**Text segment**
^^^^
Confessions of an Extra Hot Coffee Drinker
I’m a big fan of London’s café culture, but I have one quibble: the coffee is never hot enough.
If you’re one of those people who actually wait for their coffee to cool down, you probably think I’m crazy. I’m well aware of it. I am accustomed to quizzical looks from Baristas, and friends who make the mistake of offering to order my coffee for me. “Make sure you mention extra hot!”
I am also familiar with the cautionary warnings about overheated milk, which will ruin the authentic coffee flavour. Gary Baxter, the owner of Four Corners cafe in Lower Marsh, who I recently interviewed for my blog, shared that lactose burns when milk is heated beyond 65-degrees, which stretches the proteins in the milk and changes its consistency and flavour. According to him, well-made coffee should not be extra hot, because that keeps the micro-bubbles intact and allows for a velvety texture that is the hallmark of good coffee.
So not only do my tastes appear eccentric but also unappreciative of the newfangled coffee culture. But it’s a risk I’ll take, because to me, tepid coffee is tasteless. Of course the burning question – in this case very literally – is why? Why does my beverage need to be piping hot?
^^^^
**Data for analysis**

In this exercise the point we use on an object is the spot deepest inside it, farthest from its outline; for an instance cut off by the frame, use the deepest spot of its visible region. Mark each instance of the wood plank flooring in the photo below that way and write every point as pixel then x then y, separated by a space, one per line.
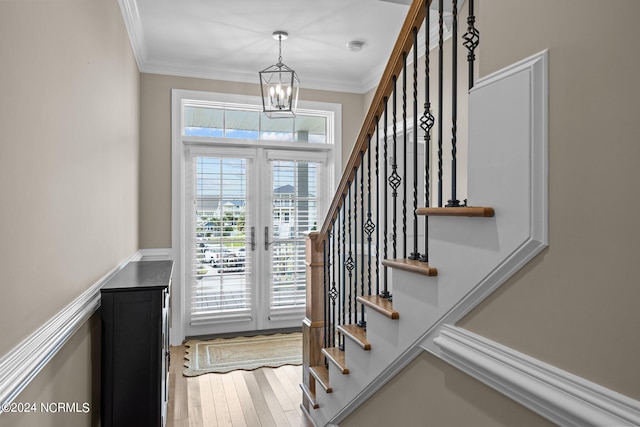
pixel 265 397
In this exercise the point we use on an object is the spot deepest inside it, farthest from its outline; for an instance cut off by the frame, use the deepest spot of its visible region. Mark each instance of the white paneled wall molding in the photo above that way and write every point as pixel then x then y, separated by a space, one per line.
pixel 559 396
pixel 20 365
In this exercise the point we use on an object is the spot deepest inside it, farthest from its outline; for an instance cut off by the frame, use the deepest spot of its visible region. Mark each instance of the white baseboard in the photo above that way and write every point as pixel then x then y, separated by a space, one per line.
pixel 21 364
pixel 559 396
pixel 160 254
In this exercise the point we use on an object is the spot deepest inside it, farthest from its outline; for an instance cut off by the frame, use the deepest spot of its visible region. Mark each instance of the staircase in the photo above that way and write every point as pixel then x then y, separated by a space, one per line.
pixel 370 310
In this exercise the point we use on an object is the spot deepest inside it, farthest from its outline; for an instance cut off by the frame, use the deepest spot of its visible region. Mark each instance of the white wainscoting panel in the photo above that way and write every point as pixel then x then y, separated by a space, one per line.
pixel 561 397
pixel 20 365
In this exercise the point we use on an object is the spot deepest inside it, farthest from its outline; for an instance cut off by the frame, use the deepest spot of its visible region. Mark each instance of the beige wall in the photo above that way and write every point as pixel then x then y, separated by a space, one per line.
pixel 429 392
pixel 155 148
pixel 68 168
pixel 575 305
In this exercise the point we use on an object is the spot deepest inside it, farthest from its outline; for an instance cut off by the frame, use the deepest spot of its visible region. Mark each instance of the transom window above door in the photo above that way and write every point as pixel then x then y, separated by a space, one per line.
pixel 222 121
pixel 246 189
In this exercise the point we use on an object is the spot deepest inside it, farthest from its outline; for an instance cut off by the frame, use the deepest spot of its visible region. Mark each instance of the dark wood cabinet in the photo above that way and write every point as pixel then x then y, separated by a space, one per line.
pixel 135 345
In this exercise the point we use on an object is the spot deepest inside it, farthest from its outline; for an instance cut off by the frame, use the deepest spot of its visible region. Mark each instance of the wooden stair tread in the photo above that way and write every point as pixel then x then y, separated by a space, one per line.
pixel 321 374
pixel 310 396
pixel 470 211
pixel 379 304
pixel 336 356
pixel 356 333
pixel 411 265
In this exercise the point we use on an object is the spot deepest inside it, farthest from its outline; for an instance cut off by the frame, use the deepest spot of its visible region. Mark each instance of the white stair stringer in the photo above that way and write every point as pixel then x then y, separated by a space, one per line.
pixel 508 169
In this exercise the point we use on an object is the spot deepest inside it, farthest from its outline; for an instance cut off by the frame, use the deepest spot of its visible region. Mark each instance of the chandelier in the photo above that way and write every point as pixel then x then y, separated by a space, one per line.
pixel 279 86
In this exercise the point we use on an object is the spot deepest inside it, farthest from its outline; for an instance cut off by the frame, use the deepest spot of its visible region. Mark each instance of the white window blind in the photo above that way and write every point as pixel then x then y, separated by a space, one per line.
pixel 297 198
pixel 220 283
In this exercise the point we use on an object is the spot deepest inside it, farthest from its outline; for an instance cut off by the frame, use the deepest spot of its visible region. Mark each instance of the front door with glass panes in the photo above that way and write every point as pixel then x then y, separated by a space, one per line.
pixel 250 211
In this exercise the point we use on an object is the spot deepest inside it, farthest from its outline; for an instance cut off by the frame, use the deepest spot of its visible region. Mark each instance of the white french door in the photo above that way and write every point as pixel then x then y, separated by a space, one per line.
pixel 249 211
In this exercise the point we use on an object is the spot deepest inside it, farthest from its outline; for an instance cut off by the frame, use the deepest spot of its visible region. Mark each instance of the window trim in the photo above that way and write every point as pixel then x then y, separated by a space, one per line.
pixel 179 146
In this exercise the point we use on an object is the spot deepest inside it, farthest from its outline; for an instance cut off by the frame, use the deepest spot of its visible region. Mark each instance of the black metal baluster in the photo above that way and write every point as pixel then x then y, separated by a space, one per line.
pixel 345 306
pixel 426 123
pixel 471 41
pixel 355 244
pixel 394 179
pixel 377 205
pixel 326 293
pixel 341 255
pixel 404 152
pixel 454 202
pixel 333 293
pixel 440 95
pixel 369 227
pixel 385 292
pixel 363 322
pixel 349 261
pixel 415 254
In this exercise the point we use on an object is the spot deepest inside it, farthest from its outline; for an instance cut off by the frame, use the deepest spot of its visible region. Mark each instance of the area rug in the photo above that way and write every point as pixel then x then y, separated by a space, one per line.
pixel 229 354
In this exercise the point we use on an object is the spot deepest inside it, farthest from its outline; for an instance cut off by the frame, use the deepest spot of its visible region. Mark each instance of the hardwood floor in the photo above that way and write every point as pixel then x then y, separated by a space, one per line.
pixel 263 397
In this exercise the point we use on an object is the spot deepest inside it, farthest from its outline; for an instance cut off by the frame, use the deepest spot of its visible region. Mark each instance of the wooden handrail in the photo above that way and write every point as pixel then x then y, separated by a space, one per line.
pixel 414 18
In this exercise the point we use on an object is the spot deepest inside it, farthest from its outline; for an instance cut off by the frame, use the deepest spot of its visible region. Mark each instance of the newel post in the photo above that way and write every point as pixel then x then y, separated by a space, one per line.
pixel 313 323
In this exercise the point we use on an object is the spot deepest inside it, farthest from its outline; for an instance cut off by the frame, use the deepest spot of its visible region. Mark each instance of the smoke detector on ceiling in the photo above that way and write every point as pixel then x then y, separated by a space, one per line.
pixel 355 45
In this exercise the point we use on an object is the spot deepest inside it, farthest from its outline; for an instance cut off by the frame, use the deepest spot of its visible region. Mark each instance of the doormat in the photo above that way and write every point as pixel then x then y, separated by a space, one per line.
pixel 247 353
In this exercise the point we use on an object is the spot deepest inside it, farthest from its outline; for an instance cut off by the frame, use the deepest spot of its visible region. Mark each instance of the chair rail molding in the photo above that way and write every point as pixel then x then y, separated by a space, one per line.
pixel 21 364
pixel 559 396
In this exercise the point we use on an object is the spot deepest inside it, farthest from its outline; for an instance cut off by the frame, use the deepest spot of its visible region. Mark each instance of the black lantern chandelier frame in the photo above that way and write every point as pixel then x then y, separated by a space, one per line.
pixel 279 86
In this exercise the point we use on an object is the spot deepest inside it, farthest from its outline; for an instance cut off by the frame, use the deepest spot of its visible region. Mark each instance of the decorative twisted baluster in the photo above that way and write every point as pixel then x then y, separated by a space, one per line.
pixel 404 153
pixel 471 41
pixel 440 94
pixel 363 322
pixel 377 205
pixel 394 180
pixel 426 123
pixel 333 292
pixel 369 226
pixel 325 292
pixel 349 264
pixel 355 244
pixel 415 254
pixel 454 202
pixel 385 292
pixel 341 257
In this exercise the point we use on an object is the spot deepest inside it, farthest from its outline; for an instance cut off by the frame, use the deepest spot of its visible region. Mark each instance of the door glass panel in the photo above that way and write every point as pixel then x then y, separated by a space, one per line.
pixel 220 272
pixel 294 212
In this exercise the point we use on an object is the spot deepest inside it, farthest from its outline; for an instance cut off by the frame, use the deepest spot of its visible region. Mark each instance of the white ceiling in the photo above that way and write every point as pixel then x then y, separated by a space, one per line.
pixel 231 40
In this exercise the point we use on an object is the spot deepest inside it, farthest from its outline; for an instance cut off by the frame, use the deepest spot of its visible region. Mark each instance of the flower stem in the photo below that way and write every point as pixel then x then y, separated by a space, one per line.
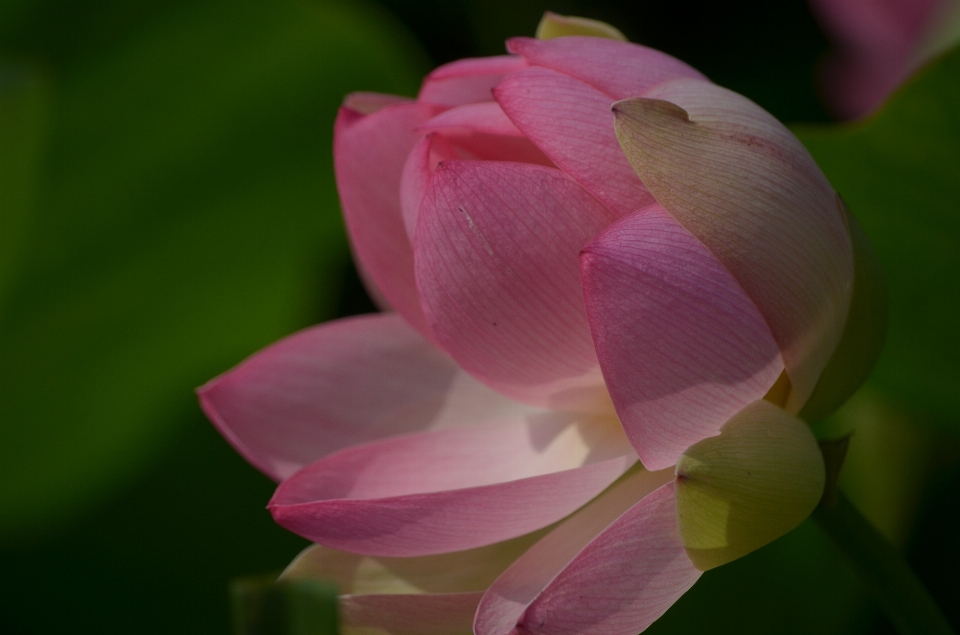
^^^^
**Set of tasks**
• a. In the coffee essay, above what temperature does heating milk make lactose burn?
• b. Print everything in the coffee essay from "I am also familiar" down to "of good coffee.".
The items were taken from a different source than the coffee essay.

**Problem solutions**
• a. 65 degrees

• b.
I am also familiar with the cautionary warnings about overheated milk, which will ruin the authentic coffee flavour. Gary Baxter, the owner of Four Corners cafe in Lower Marsh, who I recently interviewed for my blog, shared that lactose burns when milk is heated beyond 65-degrees, which stretches the proteins in the milk and changes its consistency and flavour. According to him, well-made coffee should not be extra hot, because that keeps the micro-bubbles intact and allows for a velvety texture that is the hallmark of good coffee.